— Fragmento del texto —
######
Aquí, en la cueva, hay mucho desorden. Los libros amontonados, los documentos en frágiles columnas chuecas, las notas garabateadas en papelitos sueltos, las fotos desteñidas por el tiempo, los nombres olvidados, las caras perdidas… En esta cueva está todo lo que uno pueda imaginar, y sin embargo casi nunca se encuentra algo. Aquí, más bien, son las cosas que me encuentran a mí y no me dejan en paz, son esos fragmentos de memoria que no me permiten descansar un solo día. Una hora solamente. Unos cuantos minutos.
######
— Datos —
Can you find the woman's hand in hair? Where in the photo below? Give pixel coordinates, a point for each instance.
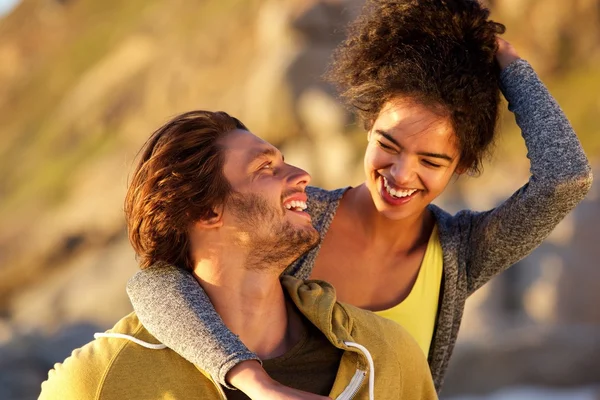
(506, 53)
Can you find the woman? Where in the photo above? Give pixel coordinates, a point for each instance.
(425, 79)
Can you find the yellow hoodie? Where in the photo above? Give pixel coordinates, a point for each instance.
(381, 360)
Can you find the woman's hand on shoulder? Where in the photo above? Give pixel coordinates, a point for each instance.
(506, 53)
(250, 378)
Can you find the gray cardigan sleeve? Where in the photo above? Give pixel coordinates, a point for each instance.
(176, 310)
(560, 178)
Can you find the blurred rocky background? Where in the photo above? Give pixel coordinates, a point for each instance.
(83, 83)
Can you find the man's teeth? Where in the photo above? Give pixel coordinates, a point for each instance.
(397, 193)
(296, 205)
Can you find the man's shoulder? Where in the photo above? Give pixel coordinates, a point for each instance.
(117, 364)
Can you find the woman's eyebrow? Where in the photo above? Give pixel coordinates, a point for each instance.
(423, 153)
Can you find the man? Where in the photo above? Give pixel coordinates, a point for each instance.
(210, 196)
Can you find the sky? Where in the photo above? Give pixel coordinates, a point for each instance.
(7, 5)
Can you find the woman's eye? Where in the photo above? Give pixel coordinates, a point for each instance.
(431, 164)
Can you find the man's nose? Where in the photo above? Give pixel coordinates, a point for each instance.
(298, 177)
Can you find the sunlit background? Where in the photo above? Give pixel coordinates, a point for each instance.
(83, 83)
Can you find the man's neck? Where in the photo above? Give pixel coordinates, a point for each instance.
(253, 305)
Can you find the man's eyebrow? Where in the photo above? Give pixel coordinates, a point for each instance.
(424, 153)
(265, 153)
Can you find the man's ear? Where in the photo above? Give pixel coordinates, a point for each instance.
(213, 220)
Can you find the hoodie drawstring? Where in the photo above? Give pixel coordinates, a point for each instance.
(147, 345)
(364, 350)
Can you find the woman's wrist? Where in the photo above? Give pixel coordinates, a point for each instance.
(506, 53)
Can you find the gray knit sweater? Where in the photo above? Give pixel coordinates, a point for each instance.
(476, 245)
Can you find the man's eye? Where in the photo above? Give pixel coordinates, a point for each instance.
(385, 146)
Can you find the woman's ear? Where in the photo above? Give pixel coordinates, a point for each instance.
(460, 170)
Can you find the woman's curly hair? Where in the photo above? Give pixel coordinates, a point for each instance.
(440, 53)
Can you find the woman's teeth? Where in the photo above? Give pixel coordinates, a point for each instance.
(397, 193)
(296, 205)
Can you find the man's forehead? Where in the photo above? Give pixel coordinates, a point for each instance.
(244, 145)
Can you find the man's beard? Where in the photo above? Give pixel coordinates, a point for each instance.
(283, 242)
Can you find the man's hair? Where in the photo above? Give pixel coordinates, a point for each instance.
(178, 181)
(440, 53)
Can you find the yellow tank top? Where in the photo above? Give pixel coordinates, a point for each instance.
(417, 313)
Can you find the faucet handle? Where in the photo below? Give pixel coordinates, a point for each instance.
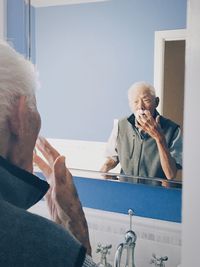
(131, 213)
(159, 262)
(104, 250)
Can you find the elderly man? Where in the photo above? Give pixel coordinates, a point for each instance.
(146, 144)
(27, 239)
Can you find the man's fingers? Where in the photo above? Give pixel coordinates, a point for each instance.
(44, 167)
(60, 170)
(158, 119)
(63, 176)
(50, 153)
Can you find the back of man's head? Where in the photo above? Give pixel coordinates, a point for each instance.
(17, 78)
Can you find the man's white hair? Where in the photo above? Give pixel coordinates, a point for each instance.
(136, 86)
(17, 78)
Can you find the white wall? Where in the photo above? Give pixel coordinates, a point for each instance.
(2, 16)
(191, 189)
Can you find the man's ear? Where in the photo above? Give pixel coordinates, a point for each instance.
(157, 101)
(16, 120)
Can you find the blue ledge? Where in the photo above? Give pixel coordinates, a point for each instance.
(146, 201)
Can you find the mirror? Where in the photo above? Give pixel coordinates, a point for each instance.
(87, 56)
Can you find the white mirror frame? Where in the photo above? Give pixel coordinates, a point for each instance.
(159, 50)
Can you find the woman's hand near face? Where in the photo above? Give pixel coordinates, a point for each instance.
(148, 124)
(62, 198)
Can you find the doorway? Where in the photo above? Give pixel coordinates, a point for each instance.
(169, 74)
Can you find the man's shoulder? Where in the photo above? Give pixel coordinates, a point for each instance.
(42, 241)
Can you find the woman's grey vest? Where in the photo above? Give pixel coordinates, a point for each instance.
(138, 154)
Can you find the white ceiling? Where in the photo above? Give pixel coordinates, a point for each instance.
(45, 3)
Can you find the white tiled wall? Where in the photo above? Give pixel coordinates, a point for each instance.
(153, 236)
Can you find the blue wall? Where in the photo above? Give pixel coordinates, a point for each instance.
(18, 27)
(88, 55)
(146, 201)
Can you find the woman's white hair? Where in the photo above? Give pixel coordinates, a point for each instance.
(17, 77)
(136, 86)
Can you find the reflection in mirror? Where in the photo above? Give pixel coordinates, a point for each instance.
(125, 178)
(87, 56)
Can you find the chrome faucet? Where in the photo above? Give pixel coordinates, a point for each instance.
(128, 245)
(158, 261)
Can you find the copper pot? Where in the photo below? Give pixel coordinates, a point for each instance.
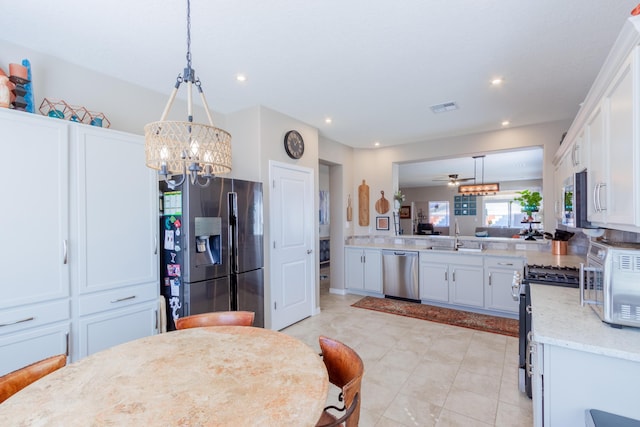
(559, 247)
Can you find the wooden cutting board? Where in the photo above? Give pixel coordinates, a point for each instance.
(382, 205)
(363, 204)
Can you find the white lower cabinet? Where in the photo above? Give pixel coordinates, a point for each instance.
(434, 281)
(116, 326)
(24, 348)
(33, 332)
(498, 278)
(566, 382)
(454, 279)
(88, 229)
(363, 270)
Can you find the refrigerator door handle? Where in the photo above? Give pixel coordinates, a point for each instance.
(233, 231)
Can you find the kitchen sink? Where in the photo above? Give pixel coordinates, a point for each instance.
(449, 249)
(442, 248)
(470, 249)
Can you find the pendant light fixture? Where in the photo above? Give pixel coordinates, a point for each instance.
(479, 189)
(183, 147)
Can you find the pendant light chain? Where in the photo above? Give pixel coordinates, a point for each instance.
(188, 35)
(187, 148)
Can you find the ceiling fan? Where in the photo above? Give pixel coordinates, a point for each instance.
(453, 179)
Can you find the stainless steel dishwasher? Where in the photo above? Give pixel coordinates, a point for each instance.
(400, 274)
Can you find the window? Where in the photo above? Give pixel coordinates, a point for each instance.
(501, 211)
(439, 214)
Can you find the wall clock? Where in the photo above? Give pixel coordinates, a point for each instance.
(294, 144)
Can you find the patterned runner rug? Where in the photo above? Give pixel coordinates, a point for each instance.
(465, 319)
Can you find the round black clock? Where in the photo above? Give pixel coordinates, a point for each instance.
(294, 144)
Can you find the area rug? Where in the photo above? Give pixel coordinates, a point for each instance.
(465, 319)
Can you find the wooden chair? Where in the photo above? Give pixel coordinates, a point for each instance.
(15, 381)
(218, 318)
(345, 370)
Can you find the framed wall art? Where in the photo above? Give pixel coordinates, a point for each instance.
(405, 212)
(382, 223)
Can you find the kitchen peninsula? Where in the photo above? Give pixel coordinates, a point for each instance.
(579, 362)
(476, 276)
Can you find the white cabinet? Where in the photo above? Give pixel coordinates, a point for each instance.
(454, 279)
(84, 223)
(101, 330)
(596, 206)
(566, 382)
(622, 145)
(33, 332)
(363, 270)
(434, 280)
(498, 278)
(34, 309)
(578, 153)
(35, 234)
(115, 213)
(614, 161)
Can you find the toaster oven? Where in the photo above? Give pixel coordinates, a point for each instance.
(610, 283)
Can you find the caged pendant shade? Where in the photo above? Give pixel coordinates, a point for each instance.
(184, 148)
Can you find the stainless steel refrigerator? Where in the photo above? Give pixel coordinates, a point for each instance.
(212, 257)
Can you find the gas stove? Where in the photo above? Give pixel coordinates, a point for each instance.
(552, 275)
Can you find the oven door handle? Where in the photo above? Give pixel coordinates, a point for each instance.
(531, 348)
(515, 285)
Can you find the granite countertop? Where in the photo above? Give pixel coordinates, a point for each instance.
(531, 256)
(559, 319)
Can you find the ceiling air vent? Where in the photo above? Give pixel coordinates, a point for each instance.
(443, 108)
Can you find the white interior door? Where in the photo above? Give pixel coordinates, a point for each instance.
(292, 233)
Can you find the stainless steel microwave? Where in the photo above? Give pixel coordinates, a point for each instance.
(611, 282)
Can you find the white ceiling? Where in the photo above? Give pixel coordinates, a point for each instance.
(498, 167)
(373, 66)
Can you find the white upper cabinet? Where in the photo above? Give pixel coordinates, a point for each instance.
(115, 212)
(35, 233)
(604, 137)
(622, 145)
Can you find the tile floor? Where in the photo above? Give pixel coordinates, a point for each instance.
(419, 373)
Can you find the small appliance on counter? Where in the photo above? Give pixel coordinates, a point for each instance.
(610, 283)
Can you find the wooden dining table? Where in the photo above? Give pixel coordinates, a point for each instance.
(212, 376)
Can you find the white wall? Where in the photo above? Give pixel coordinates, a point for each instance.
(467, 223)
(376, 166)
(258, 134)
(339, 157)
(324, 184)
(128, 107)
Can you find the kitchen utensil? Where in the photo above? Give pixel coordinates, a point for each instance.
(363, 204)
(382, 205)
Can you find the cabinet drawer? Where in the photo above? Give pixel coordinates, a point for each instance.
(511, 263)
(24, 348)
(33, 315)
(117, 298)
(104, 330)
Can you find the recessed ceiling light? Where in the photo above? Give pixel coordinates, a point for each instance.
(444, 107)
######
— Objetivo A —
Resume el fragmento sobre la cueva en dos oraciones.
— Objetivo B —
Según el fragmento sobre la cueva, ¿por qué quien narra no puede descansar? Responde en una o dos oraciones.
— Objetivo C —
Transcribe del fragmento sobre la cueva la parte que se abre con las palabras "Aquí, en la" y se cierra con "Unos cuantos minutos.".
No hace falta consultar las líneas.

— Respuesta A —
En la cueva hay mucho desorden: libros amontonados, documentos en columnas chuecas, notas en papelitos sueltos, fotos desteñidas, nombres olvidados y caras perdidas. Allí está todo lo imaginable, pero casi nunca se encuentra algo; más bien son las cosas, fragmentos de memoria, las que encuentran a quien narra y no le dejan descansar ni unos minutos.

— Respuesta B —
Quien narra no puede descansar porque las cosas de la cueva lo encuentran y no lo dejan en paz. Son fragmentos de memoria que no le permiten descansar ni un solo día, ni una hora, ni unos cuantos minutos.

— Respuesta C —
Aquí, en la cueva, hay mucho desorden. Los libros amontonados, los documentos en frágiles columnas chuecas, las notas garabateadas en papelitos sueltos, las fotos desteñidas por el tiempo, los nombres olvidados, las caras perdidas… En esta cueva está todo lo que uno pueda imaginar, y sin embargo casi nunca se encuentra algo. Aquí, más bien, son las cosas que me encuentran a mí y no me dejan en paz, son esos fragmentos de memoria que no me permiten descansar un solo día. Una hora solamente. Unos cuantos minutos.